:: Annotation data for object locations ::
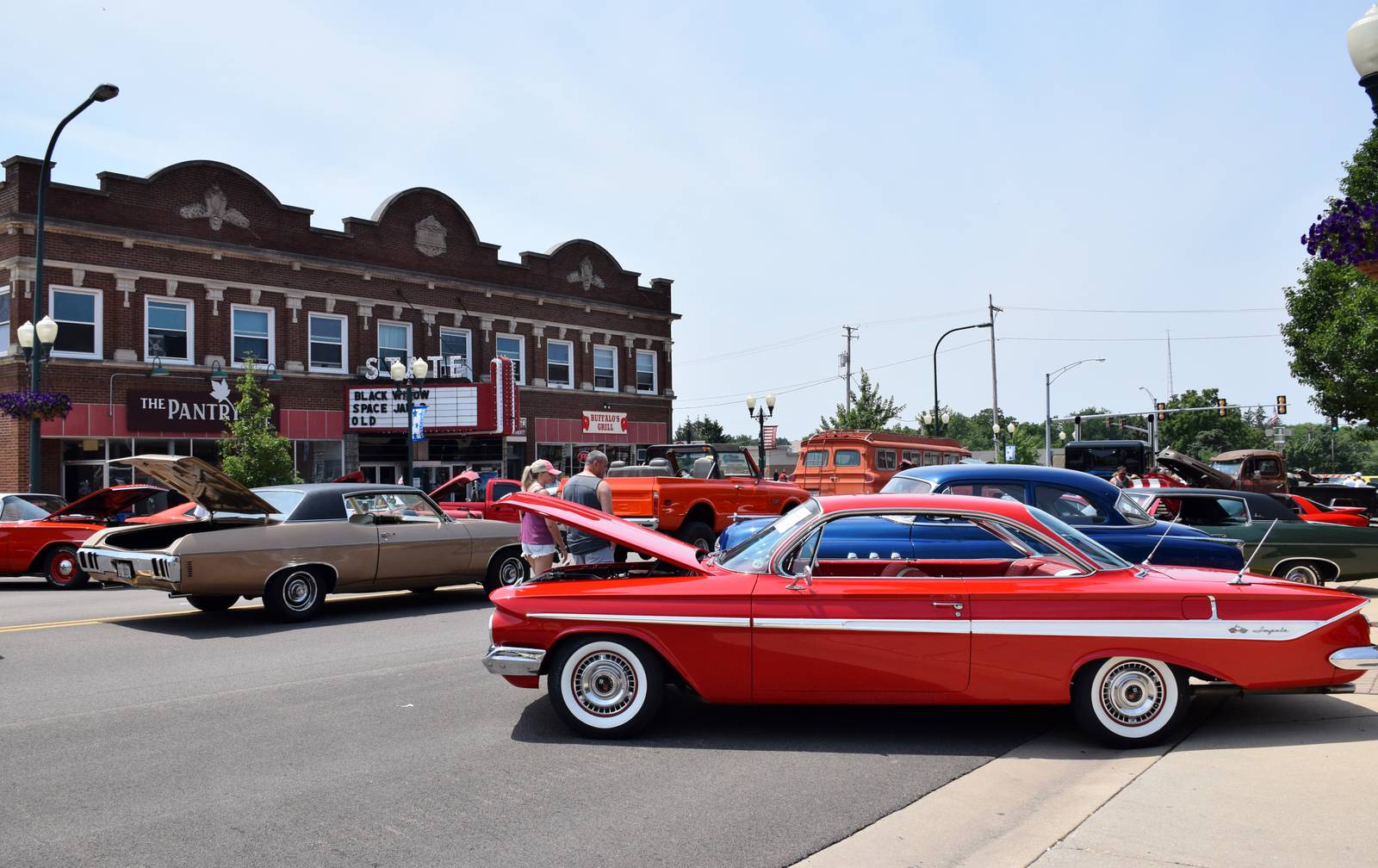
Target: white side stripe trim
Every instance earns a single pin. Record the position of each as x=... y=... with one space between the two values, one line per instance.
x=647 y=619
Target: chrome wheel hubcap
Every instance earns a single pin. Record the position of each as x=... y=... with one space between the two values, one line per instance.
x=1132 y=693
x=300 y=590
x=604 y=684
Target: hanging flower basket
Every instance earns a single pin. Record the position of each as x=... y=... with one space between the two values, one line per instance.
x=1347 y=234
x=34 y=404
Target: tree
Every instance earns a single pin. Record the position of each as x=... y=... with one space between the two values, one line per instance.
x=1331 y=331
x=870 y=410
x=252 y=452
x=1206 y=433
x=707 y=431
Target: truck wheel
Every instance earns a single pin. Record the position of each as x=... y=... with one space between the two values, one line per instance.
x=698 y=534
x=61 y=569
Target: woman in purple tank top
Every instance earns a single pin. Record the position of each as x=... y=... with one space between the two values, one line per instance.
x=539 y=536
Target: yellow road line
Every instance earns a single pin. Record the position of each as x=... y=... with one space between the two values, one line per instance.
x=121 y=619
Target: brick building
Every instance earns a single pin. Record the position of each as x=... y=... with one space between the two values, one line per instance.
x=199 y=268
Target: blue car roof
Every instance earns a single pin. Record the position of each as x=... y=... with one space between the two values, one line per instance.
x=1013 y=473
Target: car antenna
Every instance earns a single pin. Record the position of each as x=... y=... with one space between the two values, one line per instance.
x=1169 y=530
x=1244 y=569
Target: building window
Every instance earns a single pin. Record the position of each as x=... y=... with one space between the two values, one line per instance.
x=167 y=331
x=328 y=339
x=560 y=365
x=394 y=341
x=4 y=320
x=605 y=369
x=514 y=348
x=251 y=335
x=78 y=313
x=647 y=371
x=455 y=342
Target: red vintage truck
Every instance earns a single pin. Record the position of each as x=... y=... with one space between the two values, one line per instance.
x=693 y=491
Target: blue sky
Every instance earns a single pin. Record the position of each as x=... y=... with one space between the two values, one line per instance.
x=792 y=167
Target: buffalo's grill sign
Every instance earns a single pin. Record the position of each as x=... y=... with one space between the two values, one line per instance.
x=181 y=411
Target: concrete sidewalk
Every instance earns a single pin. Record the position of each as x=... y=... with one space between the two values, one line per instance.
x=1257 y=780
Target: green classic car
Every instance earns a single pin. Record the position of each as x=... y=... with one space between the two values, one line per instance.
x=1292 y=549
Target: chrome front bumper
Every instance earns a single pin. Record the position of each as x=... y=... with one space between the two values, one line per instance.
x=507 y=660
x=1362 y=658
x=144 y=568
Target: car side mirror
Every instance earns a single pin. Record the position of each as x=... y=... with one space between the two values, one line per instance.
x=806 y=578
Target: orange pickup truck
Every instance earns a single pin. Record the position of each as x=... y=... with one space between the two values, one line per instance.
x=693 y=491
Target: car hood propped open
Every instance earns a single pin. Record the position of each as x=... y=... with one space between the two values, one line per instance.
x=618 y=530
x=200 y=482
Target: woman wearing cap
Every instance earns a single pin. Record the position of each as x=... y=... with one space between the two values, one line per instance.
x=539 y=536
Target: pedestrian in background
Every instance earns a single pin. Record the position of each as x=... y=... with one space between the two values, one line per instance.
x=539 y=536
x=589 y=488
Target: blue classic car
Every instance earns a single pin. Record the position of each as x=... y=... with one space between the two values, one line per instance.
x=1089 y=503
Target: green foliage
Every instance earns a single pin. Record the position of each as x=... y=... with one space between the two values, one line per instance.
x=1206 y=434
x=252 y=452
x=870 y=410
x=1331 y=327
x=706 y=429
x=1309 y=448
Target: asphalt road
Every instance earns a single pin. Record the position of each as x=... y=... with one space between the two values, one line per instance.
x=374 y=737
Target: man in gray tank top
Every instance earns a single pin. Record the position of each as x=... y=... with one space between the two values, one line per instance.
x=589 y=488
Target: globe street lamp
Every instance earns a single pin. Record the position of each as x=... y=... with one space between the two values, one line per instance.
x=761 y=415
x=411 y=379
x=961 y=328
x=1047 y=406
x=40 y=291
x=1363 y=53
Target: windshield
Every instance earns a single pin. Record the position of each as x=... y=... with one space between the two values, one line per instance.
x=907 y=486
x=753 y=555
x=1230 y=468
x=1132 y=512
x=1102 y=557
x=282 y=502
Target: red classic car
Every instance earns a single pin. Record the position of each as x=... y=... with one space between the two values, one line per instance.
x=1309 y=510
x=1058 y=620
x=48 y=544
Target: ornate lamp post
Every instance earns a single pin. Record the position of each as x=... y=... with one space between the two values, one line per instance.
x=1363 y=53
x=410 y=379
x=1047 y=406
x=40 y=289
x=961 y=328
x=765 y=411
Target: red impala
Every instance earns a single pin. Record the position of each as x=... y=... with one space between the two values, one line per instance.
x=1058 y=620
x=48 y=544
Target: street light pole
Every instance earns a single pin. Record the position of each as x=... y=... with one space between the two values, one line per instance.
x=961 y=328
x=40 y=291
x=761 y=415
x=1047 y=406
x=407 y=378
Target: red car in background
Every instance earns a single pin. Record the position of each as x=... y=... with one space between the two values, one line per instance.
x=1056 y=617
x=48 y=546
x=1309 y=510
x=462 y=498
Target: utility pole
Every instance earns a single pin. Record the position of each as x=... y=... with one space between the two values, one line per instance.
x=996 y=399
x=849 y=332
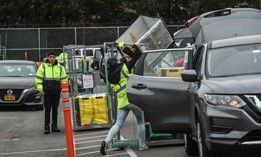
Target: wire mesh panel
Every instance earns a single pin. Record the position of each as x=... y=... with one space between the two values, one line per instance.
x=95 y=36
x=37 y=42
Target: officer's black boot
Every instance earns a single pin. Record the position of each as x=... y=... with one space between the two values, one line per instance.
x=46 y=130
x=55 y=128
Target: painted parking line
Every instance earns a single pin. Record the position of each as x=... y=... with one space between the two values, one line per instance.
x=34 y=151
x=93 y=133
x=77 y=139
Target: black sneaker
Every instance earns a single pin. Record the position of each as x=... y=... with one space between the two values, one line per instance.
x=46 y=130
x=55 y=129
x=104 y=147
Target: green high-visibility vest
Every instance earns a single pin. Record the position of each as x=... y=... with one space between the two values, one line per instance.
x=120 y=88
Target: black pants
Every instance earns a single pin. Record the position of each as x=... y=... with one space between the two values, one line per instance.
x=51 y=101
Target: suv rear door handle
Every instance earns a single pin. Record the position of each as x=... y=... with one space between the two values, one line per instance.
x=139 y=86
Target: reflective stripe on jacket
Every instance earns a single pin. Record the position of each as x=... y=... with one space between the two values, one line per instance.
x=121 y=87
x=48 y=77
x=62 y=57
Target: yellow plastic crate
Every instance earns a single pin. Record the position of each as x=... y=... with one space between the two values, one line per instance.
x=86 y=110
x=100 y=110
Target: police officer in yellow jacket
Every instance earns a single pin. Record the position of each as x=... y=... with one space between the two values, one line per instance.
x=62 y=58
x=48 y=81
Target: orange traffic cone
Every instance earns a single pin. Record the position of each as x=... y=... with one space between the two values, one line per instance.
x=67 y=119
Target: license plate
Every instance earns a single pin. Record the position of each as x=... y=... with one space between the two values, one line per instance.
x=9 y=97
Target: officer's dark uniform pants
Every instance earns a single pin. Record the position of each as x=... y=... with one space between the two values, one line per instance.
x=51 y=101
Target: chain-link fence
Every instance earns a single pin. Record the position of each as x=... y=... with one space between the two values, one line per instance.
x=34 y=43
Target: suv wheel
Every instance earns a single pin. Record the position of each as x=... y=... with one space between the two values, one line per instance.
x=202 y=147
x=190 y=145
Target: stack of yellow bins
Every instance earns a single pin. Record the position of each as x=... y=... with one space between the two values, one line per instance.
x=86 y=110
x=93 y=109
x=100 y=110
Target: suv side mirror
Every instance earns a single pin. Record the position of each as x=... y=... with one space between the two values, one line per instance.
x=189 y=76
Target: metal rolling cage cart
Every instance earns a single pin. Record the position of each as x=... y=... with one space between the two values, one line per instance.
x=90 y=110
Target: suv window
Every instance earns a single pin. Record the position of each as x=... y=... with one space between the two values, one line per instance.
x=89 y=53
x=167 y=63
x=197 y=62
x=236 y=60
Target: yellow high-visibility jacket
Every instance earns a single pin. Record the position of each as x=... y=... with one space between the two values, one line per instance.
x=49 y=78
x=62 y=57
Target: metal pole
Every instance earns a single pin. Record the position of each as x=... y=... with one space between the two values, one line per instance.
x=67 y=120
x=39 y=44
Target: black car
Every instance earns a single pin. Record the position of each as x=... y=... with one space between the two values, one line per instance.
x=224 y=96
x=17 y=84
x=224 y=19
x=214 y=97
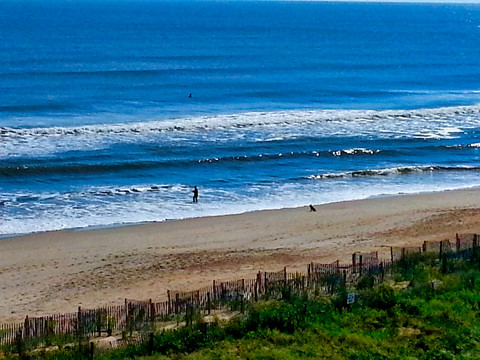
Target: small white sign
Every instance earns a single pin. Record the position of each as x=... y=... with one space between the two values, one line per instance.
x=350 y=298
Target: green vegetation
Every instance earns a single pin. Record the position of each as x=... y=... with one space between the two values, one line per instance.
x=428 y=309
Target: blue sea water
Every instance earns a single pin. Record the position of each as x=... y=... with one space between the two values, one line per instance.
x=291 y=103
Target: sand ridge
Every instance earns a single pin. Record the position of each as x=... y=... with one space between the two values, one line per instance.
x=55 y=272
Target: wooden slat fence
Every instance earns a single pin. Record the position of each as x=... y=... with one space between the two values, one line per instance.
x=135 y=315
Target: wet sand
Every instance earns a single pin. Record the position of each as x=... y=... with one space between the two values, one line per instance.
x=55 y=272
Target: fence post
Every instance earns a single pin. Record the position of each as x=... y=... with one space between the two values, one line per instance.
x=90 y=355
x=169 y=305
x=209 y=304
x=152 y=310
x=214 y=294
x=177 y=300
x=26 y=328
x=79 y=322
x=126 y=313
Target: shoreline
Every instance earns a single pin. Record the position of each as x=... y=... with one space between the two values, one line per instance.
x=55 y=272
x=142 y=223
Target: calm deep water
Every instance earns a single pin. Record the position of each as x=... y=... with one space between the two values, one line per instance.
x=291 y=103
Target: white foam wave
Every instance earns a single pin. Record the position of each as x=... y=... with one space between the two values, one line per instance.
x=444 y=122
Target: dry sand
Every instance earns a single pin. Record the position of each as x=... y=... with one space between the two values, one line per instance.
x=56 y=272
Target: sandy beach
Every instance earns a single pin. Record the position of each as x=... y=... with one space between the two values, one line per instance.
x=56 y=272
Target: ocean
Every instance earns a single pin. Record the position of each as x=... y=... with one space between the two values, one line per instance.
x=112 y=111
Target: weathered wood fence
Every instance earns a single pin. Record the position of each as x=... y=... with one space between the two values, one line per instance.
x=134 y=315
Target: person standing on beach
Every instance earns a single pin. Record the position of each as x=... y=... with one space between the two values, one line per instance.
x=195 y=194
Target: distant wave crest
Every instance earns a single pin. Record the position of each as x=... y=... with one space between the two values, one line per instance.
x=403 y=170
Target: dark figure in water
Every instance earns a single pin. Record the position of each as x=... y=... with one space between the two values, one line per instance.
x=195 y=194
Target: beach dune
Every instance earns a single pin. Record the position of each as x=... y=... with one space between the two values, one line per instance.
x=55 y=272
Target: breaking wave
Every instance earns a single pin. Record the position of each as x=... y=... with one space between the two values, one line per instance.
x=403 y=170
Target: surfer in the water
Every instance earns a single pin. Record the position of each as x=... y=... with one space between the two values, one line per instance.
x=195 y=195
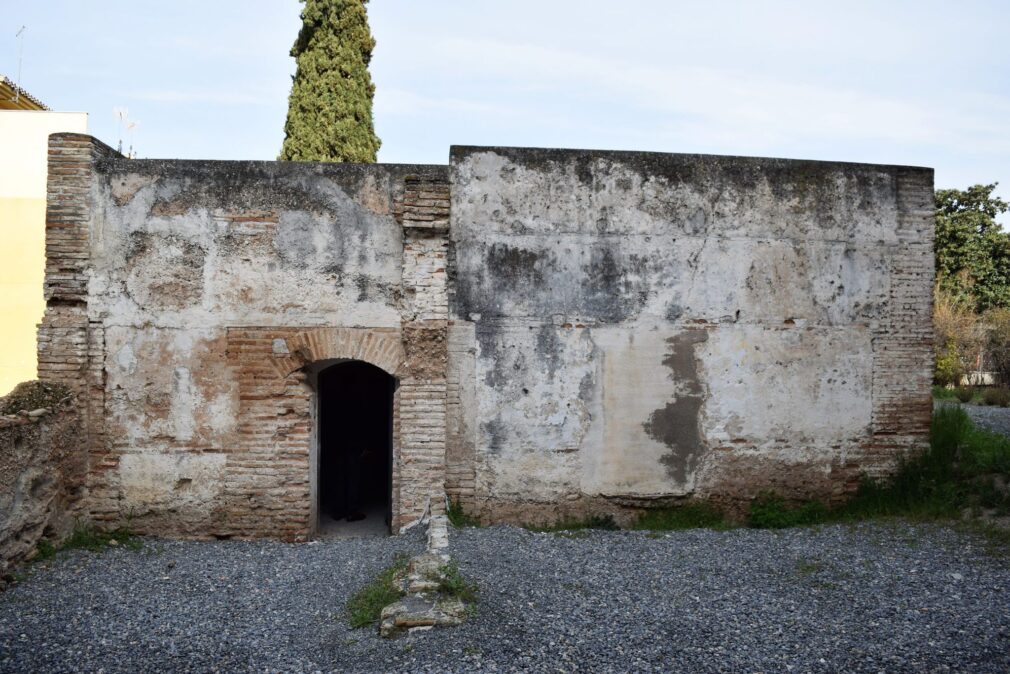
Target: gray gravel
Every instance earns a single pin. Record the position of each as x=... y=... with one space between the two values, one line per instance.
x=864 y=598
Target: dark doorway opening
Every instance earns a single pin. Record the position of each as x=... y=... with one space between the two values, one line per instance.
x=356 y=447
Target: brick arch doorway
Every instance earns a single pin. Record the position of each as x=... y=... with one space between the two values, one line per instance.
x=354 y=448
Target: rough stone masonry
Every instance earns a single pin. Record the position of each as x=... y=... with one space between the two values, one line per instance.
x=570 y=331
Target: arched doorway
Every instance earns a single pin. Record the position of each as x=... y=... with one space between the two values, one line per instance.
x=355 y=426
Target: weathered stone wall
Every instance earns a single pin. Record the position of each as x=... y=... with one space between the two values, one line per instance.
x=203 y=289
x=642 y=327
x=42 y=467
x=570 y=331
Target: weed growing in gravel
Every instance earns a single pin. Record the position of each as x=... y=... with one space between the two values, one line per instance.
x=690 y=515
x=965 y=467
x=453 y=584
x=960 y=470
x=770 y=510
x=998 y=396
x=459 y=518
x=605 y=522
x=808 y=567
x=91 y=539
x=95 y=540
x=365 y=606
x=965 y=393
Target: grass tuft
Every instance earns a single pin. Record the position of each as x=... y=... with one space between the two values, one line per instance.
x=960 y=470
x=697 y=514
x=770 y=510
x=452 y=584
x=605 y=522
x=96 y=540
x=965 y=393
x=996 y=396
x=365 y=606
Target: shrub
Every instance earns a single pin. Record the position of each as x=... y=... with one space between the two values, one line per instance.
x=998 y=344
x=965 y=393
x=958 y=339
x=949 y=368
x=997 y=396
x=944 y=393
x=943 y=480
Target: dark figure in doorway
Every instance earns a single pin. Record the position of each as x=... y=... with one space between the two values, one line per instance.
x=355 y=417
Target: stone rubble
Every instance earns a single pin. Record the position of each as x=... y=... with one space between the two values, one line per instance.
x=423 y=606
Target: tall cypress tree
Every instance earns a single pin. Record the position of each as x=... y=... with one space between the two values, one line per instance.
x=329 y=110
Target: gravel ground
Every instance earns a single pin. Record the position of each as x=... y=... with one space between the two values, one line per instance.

:: AIM OF THE TASK ::
Print the lines of the records above again, word for word, starting at the line that contains "Target: pedestrian in background" and ending after the line that contains "x=1089 y=503".

:: REPLY ::
Target: pedestrian in background
Every instance earns a single pin. Record the position of each as x=... y=... with one space between the two values, one line per instance.
x=539 y=536
x=589 y=488
Target: blue classic car
Every instance earns a single pin. Record the position of each as x=... y=... with one space between the two values, one line per instance.
x=1089 y=503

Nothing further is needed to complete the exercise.